**What is required**
Please transcribe the listing below line for line, with every character and line break unchanged.

**Material provided**

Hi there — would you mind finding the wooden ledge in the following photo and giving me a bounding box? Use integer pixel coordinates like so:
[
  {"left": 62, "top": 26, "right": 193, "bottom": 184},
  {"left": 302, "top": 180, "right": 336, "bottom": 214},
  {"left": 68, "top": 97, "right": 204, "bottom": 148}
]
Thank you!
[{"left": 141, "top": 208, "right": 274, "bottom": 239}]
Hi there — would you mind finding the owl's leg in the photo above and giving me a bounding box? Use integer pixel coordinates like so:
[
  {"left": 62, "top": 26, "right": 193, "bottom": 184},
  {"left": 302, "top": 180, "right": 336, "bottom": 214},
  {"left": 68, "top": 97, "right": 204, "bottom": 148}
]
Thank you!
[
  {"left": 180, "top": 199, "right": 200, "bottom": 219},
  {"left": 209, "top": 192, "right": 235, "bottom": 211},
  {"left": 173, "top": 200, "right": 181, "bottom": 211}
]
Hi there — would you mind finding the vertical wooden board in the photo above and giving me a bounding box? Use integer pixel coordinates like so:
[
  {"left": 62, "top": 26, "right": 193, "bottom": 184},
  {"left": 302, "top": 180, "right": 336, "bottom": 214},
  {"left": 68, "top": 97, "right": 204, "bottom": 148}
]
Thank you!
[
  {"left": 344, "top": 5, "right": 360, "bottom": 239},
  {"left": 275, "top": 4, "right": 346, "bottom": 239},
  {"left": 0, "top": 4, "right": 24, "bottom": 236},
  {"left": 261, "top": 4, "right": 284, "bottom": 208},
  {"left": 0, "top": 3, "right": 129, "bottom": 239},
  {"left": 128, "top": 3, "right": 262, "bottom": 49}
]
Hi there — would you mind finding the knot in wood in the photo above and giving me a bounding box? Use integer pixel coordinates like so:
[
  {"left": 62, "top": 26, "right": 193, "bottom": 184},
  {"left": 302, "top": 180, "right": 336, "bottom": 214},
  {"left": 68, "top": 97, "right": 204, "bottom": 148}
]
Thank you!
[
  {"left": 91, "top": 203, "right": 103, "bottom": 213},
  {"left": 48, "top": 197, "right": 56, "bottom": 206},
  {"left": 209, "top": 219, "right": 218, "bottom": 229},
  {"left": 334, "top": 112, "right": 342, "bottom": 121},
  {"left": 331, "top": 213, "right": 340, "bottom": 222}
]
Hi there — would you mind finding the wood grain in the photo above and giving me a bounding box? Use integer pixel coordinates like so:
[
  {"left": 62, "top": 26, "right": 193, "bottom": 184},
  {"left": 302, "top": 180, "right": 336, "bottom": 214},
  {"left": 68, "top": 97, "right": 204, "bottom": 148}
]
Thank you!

**Task response**
Hi there — would you mind finding the wooden ledge in the following photo and giving me a bounding box? Use integer pixel coordinates like so:
[
  {"left": 62, "top": 26, "right": 193, "bottom": 184},
  {"left": 302, "top": 180, "right": 336, "bottom": 214},
  {"left": 68, "top": 97, "right": 204, "bottom": 148}
]
Thank you!
[{"left": 141, "top": 208, "right": 274, "bottom": 239}]
Hi there — would you mind finding the owl's leg in the photo above and giving me a bounding box? Use integer pixel coordinates like so:
[
  {"left": 62, "top": 26, "right": 193, "bottom": 184},
  {"left": 302, "top": 180, "right": 336, "bottom": 214},
  {"left": 68, "top": 97, "right": 204, "bottom": 148}
]
Thank you!
[
  {"left": 180, "top": 199, "right": 200, "bottom": 219},
  {"left": 209, "top": 192, "right": 235, "bottom": 211},
  {"left": 173, "top": 200, "right": 181, "bottom": 211}
]
Hi there — would you mind finding the vertical wooden board in the photo above and giving me a bounding box? Use integer pixel coordinates like so:
[
  {"left": 62, "top": 26, "right": 193, "bottom": 184},
  {"left": 302, "top": 180, "right": 336, "bottom": 214},
  {"left": 68, "top": 97, "right": 204, "bottom": 148}
]
Thank you!
[
  {"left": 344, "top": 5, "right": 360, "bottom": 239},
  {"left": 275, "top": 4, "right": 346, "bottom": 239},
  {"left": 0, "top": 4, "right": 24, "bottom": 236},
  {"left": 261, "top": 4, "right": 284, "bottom": 208},
  {"left": 0, "top": 3, "right": 129, "bottom": 239},
  {"left": 128, "top": 3, "right": 262, "bottom": 49}
]
Hi there — would you mind finding the knot in wood in the photo above and giving me a bounding box? Use integer pixel coordinates like so:
[
  {"left": 62, "top": 26, "right": 193, "bottom": 184},
  {"left": 302, "top": 180, "right": 336, "bottom": 214},
  {"left": 68, "top": 97, "right": 204, "bottom": 148}
]
Thank you!
[
  {"left": 91, "top": 203, "right": 103, "bottom": 213},
  {"left": 48, "top": 197, "right": 56, "bottom": 206},
  {"left": 209, "top": 219, "right": 218, "bottom": 229},
  {"left": 334, "top": 112, "right": 342, "bottom": 121},
  {"left": 331, "top": 213, "right": 340, "bottom": 222}
]
Hi there — would you mind finding the wood grain in the photo above and giving me a bounding box? Use integer pixel coordinates like so:
[
  {"left": 62, "top": 26, "right": 193, "bottom": 184},
  {"left": 302, "top": 180, "right": 336, "bottom": 214},
  {"left": 68, "top": 97, "right": 204, "bottom": 148}
]
Thank you!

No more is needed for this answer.